- [Source extract]
=-=-=

The cell migration stimulator not only identifies optimal stiffness conditions for motility of a specific type of cell, but also shows how altering the number of active molecular motors and clutches that cause cell movement can modify this environment. This research may help scientists identify how to stop the progression of cancer cells, or how to stimulate stem cells migration to regenerate destroyed or diseased tissues.

The cell migration stimulator utilizes a model of cellular force transmission based on the motor-clutch hypothesis that predicts biphastic stiffness. The movement of cells, similar to the operation of a motor vehicle, uses motors to generate force and a clutch to transfer that force to structures that grip tissue along the path of movement. The model of cellular force transmission predicts the force transmitted by intracellular molecular motors, such as myosin II, through rigid actin filament bundles. The motor-clutch model, however, does not directly predict cellular level features like cell area, shape and migration.

Principal investigator David Odde, professor of biomedical engineering, and colleagues, explained that "the motor-clutch model simulates cell migration in compliant microenvironments while enforcing force and mass balance. It predicts a stiffness optimum that can be shifted by altering the number of active molecular motors and clutches." The new simulator links multiple motor-clutch systems, a capability that the motor-clutch model does not have.

Migration simulation

The research team simulated cell migration at high and low motor and clutch numbers. The simulator predicted a stiffness optimum for the rate of F-actin retrograde flow, a process fundamental to forms of directed cell motility. It also predicted a stiffness optimum for cell traction force, which could be reduced when the numbers of active molecular motors and clutches were altered. A shift to a higher stiffness could be attained when the numbers of motors and clutches were increased.

"Cells don't like their environment too hard or too soft – it needs to be just right or they won't move," Odde explained. "If cells can be tricked into believing that the environment is not good for migration, they won't move. This capability would be of great benefit to stop the spread of cancer cells."

=-=-=

- [Apply what you read]
1: Rewrite the part of the cell migration text starting with "Migration simulation" and going on through "clutches were increased.", putting "adhesion clutches" in place of each "clutches".
2: Write what comes next in the cell migration text, picking up after its last sentence.

=-=-=

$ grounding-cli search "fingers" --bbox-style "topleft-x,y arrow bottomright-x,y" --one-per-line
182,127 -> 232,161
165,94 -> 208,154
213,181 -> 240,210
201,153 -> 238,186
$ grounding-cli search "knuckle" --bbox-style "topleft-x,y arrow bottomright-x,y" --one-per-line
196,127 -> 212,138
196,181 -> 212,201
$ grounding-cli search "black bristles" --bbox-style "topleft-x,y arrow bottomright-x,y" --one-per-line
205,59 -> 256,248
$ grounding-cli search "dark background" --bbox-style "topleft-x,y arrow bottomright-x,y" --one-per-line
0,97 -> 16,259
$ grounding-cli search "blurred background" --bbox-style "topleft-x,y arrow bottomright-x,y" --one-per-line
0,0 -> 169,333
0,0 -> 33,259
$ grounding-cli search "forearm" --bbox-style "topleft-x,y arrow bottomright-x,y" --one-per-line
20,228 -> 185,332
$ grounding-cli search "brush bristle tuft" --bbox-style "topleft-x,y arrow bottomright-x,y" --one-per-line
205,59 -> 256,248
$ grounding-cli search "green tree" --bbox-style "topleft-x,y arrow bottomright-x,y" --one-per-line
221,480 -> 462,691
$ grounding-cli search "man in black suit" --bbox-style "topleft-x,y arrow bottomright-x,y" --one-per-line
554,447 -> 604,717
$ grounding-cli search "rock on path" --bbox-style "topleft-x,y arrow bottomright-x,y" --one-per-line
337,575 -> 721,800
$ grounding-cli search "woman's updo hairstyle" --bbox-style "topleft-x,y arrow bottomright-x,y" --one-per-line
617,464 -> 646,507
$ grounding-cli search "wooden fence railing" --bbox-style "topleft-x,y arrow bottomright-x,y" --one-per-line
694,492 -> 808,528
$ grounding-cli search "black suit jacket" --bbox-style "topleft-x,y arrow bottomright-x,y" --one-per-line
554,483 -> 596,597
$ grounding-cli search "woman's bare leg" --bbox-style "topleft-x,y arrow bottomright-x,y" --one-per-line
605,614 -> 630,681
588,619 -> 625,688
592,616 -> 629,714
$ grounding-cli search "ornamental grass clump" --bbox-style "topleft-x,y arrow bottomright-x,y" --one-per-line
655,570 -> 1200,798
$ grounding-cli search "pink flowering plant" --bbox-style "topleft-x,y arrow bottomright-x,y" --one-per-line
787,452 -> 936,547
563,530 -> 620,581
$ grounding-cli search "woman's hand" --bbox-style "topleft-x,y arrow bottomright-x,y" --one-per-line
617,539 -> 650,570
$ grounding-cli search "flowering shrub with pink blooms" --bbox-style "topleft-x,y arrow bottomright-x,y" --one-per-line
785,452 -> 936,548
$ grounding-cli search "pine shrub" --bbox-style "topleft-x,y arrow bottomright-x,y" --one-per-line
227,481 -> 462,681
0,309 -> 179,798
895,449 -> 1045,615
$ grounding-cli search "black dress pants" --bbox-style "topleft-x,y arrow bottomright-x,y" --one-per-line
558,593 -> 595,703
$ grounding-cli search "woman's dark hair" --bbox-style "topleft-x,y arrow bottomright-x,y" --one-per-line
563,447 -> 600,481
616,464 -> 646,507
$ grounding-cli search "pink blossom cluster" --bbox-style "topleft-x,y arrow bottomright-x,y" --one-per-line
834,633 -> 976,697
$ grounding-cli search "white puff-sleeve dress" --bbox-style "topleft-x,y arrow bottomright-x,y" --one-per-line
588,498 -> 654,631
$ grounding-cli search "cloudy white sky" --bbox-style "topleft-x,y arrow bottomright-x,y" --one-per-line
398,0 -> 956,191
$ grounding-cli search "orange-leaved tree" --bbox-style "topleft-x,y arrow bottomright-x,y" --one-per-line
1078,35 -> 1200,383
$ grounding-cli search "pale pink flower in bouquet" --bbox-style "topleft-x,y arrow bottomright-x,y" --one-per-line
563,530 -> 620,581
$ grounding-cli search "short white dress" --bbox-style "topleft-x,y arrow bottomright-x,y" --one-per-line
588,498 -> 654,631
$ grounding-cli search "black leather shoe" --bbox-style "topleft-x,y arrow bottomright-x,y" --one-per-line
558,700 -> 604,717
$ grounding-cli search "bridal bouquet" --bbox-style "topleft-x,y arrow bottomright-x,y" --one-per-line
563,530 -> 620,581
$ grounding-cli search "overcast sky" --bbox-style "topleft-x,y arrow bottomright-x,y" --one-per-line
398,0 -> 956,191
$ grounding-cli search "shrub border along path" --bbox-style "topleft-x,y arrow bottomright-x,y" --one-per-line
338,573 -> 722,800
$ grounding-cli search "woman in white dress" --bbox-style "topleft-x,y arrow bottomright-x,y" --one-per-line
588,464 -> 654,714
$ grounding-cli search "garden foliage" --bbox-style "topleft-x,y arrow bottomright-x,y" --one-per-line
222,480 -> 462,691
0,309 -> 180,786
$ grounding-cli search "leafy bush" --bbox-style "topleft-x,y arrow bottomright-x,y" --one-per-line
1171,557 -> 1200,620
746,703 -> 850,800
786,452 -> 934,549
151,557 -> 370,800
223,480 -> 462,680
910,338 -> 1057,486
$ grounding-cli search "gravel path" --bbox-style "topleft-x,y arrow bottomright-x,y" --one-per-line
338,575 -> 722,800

=-=-=

- [Task responses]
1:
Migration simulation

The research team simulated cell migration at high and low motor and clutch numbers. The simulator predicted a stiffness optimum for the rate of F-actin retrograde flow, a process fundamental to forms of directed cell motility. It also predicted a stiffness optimum for cell traction force, which could be reduced when the numbers of active molecular motors and adhesion clutches were altered. A shift to a higher stiffness could be attained when the numbers of motors and adhesion clutches were increased.

2:
The researchers used the simulator to compare migration patterns of the U251 glioma cells with those of healthy embryonic chick forebrain neurons (ECFN). They performed five different experiments that included six different stiffnesses. The experiments tested a hypothesis that the ECFN cells have a lower optimal stiffness and fewer motors and clutches than the U251 glioma cells. Glioma cells have the ability to migrate long distances within the brain through white matter tracts, infiltrating the cortex and subcortical grey matter structures. This is a primary reason that curative treatment is not successful.

The researchers determined that the greater force transmission for U251 glioma cells suggests that they express at least two orders of magnitude more motors and clutches than the ECFN cells. They concluded that the large difference in stiffness optima between glioma cells and neurons is mainly due to glioma cells expressing roughly 100-fold greater numbers of motors and clutches than neurons.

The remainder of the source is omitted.